Given data:
********
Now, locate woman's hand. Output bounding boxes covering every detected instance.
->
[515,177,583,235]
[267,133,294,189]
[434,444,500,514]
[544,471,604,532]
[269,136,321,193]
********
Work to be completed: Format the records above as a Markdown table with the columns "Row" and "Line." Give each non-blank line its own row, numbered in order.

Answer to this exercise:
| Row | Line |
|---|---|
| 1 | Now, locate woman's hand. Output bounding boxes covering every detected instance. |
| 2 | -> |
| 3 | [515,177,583,235] |
| 4 | [267,133,294,189] |
| 5 | [434,444,500,514] |
| 6 | [544,471,604,532] |
| 7 | [269,136,321,193] |